----- Exercise data
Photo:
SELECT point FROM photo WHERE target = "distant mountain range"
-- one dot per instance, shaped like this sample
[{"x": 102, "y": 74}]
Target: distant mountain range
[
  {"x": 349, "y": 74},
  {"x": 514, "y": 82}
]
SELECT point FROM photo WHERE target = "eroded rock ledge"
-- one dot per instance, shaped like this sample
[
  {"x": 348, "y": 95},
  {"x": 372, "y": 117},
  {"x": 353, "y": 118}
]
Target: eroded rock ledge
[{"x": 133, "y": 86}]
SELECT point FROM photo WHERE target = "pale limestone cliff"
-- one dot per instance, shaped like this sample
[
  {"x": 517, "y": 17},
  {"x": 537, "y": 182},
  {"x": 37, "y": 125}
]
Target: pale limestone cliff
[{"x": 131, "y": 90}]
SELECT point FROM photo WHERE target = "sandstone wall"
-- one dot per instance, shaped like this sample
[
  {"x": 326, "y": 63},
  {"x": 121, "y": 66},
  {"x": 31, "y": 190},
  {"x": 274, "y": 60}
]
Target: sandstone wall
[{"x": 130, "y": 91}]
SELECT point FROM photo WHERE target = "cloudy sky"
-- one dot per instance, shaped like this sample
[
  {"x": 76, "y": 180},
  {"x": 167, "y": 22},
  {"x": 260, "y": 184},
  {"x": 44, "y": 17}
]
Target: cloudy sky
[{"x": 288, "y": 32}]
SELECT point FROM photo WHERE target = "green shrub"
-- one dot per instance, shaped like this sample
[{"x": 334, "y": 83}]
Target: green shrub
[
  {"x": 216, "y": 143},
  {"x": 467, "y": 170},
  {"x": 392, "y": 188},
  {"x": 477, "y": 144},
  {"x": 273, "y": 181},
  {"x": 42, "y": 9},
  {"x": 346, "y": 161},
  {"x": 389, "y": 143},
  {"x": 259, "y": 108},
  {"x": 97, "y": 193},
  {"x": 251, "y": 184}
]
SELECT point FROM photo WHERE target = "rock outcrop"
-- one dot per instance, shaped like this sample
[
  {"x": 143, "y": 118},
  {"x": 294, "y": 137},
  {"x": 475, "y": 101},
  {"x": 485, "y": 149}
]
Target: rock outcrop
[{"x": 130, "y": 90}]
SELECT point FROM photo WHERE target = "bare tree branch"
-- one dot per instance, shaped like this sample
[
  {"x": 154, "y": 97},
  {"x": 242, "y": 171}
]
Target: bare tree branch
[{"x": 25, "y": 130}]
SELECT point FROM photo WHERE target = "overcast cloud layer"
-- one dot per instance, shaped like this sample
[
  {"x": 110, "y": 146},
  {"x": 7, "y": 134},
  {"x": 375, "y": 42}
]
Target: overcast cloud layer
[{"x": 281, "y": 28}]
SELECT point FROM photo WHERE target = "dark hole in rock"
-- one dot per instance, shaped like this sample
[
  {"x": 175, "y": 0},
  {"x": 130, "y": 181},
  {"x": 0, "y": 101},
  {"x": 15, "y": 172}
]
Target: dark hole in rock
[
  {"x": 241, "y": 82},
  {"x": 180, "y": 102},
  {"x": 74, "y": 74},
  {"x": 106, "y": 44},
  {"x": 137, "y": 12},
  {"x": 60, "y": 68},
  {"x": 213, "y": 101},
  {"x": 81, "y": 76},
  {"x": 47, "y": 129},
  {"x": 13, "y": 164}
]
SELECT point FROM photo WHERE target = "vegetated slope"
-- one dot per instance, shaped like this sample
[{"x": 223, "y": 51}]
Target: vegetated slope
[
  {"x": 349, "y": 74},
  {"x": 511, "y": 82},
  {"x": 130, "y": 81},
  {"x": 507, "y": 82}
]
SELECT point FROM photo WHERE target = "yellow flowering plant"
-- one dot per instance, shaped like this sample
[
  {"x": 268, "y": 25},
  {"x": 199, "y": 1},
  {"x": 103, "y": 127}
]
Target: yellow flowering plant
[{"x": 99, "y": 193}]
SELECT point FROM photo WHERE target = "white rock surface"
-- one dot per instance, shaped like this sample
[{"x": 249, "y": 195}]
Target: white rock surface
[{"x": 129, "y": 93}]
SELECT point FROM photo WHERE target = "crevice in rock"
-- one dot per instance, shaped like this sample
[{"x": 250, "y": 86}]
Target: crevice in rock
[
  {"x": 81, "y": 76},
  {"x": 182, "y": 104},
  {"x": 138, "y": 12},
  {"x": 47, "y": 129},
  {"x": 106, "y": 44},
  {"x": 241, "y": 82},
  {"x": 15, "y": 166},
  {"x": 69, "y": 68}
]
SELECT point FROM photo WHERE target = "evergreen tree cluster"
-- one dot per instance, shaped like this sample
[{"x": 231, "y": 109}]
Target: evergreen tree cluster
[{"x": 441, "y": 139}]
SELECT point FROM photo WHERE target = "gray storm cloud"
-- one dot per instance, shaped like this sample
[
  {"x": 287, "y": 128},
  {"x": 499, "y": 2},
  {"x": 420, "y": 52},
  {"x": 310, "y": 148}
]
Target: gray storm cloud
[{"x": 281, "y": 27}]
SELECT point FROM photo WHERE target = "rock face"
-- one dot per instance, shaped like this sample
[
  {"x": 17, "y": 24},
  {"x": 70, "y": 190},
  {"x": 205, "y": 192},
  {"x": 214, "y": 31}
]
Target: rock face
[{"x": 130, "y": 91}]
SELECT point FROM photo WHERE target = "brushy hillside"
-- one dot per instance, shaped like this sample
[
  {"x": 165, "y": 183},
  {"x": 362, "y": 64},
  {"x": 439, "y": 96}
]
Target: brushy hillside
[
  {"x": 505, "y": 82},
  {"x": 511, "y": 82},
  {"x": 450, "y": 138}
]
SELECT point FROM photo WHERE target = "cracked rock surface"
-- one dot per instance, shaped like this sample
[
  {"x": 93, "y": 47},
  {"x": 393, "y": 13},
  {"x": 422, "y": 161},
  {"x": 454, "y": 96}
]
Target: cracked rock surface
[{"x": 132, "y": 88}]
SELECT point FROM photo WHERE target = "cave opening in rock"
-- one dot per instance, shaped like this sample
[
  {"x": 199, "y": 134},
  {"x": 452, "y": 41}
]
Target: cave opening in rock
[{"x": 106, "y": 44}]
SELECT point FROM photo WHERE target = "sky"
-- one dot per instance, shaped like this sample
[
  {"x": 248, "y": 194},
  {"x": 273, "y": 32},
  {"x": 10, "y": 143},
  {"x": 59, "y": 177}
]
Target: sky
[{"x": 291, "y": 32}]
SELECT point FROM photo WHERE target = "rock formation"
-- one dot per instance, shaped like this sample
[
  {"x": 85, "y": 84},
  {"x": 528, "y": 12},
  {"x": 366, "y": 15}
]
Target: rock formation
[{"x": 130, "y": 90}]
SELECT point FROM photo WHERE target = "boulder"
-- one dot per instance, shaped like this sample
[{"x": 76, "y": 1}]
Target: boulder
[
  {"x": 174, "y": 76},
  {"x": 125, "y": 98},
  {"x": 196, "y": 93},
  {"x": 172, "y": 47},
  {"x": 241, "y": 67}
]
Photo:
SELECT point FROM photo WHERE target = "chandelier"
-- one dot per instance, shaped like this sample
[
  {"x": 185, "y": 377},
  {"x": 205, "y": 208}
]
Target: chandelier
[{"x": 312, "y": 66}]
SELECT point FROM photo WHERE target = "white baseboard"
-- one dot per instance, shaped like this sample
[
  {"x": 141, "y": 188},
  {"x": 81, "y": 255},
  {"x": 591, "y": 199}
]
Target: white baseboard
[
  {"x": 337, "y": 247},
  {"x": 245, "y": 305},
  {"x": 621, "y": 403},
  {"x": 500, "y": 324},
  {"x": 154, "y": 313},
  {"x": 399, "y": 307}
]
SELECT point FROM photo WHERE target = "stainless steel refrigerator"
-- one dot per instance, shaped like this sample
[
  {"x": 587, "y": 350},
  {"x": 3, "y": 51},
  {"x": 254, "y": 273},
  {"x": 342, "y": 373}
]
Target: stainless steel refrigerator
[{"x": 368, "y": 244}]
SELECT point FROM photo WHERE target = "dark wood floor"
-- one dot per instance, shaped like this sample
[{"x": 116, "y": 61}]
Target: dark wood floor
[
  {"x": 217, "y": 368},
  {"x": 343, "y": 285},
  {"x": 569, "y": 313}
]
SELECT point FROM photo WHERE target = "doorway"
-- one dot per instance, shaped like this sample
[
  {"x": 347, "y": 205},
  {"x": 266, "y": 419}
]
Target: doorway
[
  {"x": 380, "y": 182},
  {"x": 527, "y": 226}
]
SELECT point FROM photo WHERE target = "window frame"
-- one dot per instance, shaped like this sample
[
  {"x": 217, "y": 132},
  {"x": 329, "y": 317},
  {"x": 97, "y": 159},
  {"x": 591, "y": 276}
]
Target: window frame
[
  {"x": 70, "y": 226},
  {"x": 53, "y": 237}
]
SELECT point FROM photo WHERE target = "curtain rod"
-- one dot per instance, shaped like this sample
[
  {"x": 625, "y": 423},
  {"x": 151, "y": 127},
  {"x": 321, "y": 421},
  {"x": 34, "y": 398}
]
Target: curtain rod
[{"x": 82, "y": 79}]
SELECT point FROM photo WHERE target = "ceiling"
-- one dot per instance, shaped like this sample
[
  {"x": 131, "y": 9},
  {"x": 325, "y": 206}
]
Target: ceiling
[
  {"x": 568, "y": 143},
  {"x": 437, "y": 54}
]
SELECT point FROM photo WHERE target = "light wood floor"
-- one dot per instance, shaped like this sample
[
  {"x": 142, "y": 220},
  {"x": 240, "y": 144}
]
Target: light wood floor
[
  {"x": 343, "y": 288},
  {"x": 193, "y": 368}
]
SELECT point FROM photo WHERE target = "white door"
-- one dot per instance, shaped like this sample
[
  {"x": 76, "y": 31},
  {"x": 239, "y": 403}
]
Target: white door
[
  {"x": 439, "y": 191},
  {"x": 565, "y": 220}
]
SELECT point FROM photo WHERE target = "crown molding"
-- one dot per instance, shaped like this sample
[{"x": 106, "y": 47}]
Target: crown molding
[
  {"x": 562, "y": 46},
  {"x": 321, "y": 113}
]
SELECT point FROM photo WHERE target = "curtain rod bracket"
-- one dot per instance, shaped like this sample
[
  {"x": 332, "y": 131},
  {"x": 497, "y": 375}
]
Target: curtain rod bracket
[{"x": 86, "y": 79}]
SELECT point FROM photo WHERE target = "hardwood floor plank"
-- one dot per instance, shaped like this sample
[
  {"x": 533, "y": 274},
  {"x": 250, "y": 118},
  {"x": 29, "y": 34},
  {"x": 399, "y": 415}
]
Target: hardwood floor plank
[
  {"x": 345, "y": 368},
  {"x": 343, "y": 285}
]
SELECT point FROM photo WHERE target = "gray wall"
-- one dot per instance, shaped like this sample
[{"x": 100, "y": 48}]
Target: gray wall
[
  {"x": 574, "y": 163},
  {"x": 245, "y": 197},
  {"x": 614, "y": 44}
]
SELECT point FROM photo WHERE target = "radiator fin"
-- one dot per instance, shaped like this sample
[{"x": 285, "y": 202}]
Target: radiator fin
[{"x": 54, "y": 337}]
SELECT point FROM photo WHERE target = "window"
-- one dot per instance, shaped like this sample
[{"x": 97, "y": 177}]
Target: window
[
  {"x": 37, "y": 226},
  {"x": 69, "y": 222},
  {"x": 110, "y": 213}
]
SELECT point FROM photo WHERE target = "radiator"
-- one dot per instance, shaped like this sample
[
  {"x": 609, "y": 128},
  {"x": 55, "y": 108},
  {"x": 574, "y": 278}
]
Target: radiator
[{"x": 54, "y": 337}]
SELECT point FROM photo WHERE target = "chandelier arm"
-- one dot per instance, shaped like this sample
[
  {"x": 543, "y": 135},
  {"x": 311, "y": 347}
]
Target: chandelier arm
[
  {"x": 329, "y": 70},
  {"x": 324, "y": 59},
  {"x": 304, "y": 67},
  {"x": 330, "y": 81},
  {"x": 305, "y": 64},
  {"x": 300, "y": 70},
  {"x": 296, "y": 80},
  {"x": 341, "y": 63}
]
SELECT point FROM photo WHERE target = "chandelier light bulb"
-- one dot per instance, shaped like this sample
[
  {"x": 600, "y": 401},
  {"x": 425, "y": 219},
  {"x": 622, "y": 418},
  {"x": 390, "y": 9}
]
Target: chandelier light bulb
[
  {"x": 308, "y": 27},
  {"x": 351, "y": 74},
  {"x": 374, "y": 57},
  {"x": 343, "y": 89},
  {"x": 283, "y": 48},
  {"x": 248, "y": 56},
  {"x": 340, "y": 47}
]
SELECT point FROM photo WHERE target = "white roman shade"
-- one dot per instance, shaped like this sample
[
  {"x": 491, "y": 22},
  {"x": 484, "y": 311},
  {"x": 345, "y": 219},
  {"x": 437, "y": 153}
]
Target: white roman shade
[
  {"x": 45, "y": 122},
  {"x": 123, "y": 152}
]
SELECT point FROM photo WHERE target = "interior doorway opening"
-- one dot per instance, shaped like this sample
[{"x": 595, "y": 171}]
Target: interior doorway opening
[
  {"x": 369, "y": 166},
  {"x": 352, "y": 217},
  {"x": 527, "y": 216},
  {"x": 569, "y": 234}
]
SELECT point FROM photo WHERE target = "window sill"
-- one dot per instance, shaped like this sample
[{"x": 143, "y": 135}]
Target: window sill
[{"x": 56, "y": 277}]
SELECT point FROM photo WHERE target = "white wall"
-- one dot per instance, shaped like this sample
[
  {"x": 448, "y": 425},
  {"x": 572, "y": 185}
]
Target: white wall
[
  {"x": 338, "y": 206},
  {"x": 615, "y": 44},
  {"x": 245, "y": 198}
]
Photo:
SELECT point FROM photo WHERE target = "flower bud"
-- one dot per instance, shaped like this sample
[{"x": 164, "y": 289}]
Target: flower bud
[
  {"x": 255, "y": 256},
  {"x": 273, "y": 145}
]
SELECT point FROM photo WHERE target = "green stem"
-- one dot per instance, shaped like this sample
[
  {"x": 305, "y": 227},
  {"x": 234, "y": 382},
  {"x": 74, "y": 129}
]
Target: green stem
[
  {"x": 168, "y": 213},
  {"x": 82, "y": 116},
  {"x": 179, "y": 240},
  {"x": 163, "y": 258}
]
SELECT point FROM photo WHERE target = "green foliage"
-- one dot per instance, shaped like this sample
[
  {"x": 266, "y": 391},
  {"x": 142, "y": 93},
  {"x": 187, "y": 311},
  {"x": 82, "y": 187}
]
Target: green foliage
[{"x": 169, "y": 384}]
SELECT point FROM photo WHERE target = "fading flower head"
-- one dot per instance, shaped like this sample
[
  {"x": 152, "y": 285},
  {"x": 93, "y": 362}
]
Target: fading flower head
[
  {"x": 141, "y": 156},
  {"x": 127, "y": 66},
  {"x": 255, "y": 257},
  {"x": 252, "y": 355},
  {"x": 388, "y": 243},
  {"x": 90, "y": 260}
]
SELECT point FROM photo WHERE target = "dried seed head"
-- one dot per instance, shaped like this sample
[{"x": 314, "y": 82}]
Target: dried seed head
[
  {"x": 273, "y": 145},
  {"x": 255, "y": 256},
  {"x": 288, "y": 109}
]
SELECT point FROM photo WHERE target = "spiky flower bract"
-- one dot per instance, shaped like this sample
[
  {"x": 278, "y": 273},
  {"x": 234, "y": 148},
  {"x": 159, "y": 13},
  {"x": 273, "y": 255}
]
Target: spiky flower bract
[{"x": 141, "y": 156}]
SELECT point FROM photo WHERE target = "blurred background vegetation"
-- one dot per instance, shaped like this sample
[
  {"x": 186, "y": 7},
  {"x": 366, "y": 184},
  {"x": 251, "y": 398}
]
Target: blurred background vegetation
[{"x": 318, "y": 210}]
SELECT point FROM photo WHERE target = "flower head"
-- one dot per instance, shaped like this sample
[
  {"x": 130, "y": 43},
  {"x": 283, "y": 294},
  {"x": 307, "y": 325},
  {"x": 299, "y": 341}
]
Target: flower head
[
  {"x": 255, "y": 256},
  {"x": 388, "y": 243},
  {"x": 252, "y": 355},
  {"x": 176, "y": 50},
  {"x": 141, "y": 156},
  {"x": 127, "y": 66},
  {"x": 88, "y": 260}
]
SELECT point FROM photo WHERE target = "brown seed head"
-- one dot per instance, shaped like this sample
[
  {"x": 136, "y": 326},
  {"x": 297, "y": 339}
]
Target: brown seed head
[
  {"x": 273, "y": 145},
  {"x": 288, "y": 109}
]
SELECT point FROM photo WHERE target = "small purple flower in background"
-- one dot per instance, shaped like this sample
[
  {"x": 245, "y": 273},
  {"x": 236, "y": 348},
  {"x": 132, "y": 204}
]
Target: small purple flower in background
----------
Instructions to follow =
Your reply should be only the number of lines in the preceding data that include the word "small".

Solved exercise =
2